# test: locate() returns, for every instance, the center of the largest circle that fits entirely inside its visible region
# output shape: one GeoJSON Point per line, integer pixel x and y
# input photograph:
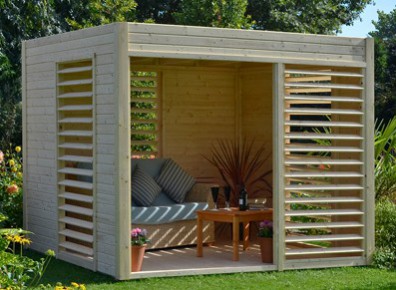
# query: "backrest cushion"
{"type": "Point", "coordinates": [144, 188]}
{"type": "Point", "coordinates": [175, 182]}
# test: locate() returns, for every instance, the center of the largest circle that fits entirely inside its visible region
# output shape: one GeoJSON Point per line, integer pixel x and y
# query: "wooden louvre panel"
{"type": "Point", "coordinates": [323, 148]}
{"type": "Point", "coordinates": [75, 135]}
{"type": "Point", "coordinates": [145, 114]}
#####
**WHAT TO DO:** Print out each record exactly as shown, but keep the pictures out.

**SOLUTION:**
# test: locate() returns, for every instance, the center of the largest circle that fits entirely inside its visible region
# output shape: one GeoJSON Point per line, integer pixel x and y
# input photograph:
# query: "backrest cushion"
{"type": "Point", "coordinates": [144, 188]}
{"type": "Point", "coordinates": [175, 182]}
# test: locate() returns, for every instance, the center of the largest circle that fits entirely inside its visible region
# output shape: one GeoJSON Point per line, integer pixel x and y
# query: "wooden louvre panel"
{"type": "Point", "coordinates": [323, 148]}
{"type": "Point", "coordinates": [75, 135]}
{"type": "Point", "coordinates": [145, 114]}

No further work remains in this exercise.